[YOUR TASK]
Extract from the rows below each line containing the string "passenger", copying every such line in full.

[Data listing]

-------

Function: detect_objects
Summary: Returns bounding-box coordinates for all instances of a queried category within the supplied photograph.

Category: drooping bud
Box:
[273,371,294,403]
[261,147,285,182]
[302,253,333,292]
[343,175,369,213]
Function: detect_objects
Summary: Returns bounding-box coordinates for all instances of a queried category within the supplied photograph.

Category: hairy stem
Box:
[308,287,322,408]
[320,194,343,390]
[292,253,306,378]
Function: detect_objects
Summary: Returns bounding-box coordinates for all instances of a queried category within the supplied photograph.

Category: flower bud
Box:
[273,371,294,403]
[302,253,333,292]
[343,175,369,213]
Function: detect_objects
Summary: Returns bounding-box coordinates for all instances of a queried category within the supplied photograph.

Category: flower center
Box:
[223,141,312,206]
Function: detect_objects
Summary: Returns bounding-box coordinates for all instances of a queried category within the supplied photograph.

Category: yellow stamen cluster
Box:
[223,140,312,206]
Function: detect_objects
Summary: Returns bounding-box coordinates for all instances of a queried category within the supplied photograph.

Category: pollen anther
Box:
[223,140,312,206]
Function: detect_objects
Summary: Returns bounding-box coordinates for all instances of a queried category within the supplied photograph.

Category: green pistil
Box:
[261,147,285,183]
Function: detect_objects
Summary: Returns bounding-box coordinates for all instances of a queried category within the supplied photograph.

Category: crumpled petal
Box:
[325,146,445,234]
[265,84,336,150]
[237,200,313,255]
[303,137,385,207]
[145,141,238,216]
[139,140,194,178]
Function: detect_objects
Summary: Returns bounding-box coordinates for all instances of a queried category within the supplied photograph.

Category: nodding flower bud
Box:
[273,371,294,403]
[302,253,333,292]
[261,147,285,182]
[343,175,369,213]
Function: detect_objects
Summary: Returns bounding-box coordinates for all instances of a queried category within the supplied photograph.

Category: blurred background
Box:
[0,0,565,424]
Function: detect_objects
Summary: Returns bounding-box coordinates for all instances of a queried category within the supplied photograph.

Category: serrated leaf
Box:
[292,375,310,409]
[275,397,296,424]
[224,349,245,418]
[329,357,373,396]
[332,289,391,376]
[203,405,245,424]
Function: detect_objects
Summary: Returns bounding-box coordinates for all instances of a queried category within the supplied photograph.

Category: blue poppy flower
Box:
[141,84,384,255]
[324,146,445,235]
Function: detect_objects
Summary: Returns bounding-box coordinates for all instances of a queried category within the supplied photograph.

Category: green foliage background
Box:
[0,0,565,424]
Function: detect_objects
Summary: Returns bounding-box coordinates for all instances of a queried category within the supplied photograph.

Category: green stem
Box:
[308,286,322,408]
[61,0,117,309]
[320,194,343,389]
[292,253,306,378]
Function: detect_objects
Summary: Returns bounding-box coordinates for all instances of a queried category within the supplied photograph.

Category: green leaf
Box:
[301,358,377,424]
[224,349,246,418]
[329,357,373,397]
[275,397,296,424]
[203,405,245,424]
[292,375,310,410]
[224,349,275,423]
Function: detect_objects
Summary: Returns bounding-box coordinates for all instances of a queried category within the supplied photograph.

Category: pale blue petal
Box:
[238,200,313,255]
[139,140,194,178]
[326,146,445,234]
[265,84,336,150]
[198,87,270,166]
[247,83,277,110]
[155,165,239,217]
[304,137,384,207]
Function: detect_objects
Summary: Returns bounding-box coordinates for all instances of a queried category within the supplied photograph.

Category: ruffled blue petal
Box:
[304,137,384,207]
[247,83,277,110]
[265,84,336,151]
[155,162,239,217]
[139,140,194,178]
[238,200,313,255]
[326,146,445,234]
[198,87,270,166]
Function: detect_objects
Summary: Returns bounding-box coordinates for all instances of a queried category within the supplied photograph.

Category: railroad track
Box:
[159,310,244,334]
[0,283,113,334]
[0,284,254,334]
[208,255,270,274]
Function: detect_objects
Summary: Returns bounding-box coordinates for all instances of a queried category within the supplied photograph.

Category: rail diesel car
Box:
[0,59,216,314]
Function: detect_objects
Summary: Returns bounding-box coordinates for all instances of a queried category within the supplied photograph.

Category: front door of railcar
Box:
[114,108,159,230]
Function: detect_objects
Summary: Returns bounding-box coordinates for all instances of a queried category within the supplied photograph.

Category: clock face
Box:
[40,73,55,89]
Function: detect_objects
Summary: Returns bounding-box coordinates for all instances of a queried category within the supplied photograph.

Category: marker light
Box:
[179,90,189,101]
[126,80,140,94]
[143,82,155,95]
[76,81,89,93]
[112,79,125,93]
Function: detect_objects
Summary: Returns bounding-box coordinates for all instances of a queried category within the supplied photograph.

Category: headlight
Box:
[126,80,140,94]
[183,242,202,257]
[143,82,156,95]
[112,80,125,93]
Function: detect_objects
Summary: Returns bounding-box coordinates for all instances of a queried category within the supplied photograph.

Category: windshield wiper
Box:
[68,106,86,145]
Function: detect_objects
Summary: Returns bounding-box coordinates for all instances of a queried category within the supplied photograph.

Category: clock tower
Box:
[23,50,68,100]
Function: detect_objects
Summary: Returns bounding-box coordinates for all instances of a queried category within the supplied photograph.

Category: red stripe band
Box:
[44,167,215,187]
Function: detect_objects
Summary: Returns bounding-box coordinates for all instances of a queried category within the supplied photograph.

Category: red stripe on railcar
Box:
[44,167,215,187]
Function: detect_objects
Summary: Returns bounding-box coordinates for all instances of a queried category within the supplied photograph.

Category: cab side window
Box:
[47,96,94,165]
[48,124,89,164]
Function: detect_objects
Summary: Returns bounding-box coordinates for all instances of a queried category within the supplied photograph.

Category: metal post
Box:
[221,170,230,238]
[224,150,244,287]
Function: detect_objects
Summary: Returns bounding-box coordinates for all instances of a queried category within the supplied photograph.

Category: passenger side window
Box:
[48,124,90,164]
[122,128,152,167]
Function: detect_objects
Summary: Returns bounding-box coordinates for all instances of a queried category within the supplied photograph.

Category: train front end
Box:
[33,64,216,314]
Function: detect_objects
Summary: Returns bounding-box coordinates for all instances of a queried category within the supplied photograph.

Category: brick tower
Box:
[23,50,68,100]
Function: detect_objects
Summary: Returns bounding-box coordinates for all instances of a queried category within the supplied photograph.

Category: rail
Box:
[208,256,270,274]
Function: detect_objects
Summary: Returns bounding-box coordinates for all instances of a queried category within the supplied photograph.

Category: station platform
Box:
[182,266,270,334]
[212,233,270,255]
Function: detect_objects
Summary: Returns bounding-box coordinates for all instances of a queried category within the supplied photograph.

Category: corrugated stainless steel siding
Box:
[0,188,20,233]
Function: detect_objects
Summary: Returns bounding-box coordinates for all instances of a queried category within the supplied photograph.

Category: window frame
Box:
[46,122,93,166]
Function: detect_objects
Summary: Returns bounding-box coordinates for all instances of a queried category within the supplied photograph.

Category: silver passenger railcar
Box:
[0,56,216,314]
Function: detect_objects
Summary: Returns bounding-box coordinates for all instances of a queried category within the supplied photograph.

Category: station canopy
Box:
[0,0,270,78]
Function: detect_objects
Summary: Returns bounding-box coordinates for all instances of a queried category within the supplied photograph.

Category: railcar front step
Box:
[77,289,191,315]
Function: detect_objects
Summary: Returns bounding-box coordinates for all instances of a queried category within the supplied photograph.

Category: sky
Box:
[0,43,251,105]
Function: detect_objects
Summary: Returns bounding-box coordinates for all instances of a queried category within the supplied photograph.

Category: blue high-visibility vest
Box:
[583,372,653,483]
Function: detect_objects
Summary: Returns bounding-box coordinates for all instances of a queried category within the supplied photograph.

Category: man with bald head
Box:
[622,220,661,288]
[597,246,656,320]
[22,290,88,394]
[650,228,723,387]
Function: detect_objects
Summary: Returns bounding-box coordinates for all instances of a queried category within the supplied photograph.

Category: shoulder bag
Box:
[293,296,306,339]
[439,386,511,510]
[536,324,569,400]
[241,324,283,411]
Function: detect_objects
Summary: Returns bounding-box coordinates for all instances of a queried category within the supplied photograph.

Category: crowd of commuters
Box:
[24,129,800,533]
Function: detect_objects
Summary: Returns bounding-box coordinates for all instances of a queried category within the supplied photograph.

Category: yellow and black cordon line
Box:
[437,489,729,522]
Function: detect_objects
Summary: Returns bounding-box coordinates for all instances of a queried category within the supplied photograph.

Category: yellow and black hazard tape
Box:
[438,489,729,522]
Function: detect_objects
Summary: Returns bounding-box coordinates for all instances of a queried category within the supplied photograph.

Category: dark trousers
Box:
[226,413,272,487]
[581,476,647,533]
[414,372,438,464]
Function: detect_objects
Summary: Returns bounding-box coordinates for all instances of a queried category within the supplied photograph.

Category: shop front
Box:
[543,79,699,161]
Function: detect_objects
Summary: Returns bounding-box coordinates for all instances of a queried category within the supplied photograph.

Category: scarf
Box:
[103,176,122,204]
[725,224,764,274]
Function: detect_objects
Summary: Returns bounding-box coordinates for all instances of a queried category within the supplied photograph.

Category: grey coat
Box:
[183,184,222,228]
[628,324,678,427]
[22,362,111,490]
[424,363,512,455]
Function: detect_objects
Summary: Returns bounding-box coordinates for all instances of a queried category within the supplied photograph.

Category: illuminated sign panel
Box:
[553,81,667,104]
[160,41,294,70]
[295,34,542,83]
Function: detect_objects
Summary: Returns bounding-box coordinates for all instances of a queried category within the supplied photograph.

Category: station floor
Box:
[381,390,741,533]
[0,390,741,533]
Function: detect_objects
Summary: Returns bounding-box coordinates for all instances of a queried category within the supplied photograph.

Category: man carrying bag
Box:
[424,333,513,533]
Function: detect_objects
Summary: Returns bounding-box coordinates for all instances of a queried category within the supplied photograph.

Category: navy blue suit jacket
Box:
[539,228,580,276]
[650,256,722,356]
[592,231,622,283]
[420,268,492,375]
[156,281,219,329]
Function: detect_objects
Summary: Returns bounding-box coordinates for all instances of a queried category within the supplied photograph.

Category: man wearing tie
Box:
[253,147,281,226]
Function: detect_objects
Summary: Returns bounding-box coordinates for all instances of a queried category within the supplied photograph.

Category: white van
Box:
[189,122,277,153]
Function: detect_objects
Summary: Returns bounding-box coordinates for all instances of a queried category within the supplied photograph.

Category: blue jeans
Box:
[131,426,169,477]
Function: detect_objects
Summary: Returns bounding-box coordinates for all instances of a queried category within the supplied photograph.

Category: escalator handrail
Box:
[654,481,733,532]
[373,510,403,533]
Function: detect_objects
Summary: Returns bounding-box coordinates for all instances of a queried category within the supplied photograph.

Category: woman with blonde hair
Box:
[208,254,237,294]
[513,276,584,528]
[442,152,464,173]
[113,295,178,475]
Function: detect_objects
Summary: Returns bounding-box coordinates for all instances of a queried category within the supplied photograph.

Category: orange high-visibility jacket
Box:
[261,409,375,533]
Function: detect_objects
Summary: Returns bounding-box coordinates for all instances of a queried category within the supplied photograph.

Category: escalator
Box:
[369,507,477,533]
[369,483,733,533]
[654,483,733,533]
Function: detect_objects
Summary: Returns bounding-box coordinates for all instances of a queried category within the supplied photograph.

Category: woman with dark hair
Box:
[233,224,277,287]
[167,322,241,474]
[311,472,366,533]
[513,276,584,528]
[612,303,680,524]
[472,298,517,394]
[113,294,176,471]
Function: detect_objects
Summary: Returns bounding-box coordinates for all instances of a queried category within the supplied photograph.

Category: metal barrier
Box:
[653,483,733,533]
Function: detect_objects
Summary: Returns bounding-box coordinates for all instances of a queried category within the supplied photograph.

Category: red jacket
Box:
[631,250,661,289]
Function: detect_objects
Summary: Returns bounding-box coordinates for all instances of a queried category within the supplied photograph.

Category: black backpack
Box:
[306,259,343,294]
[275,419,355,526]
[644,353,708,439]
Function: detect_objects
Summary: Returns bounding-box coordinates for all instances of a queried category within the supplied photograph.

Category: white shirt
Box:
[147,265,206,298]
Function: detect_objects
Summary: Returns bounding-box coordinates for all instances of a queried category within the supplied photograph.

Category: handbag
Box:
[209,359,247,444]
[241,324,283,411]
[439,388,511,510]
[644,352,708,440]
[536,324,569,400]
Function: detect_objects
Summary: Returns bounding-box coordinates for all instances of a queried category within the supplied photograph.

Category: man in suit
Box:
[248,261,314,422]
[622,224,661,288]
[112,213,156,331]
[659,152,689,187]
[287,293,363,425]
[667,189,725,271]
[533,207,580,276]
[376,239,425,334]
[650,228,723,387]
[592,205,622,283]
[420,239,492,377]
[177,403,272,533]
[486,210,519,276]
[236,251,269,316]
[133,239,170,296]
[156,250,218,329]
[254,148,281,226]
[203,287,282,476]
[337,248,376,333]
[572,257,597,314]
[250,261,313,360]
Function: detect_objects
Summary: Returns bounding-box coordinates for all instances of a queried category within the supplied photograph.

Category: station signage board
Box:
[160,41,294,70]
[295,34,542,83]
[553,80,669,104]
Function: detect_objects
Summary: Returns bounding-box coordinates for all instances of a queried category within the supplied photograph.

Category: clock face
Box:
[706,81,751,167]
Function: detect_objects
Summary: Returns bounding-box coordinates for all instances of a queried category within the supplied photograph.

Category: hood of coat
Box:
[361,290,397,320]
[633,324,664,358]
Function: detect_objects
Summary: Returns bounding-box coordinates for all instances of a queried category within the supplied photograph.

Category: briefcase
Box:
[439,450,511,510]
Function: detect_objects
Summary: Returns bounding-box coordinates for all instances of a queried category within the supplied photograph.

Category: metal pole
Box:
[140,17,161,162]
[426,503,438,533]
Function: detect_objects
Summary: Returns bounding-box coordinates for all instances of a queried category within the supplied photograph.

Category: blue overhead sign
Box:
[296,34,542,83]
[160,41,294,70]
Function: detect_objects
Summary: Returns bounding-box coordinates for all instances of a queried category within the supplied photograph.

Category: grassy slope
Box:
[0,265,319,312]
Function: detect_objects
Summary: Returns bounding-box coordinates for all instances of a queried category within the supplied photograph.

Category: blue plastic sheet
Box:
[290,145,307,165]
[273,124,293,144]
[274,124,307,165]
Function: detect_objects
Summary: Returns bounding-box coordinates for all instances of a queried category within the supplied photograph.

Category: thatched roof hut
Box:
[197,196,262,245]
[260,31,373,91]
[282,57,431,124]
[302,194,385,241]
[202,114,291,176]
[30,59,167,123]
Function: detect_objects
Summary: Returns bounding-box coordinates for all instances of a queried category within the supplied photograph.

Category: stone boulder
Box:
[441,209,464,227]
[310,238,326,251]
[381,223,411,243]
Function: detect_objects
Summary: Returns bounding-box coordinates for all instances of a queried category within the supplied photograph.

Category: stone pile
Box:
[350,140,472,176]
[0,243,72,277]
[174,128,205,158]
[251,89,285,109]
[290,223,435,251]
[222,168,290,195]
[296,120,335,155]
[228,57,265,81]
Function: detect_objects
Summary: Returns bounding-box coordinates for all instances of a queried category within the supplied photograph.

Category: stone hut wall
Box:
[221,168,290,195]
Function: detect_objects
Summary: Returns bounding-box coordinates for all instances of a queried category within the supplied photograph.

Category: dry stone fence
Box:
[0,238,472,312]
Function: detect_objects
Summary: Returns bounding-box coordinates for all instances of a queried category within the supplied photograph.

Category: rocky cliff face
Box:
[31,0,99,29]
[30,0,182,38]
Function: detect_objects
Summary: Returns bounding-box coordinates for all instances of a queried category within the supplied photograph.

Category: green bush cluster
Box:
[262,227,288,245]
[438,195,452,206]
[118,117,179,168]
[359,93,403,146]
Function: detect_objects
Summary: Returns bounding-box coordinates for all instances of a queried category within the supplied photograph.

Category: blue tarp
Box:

-------

[SOLUTION TO THE PROBLEM]
Category: passenger side window
Category: silver passenger railcar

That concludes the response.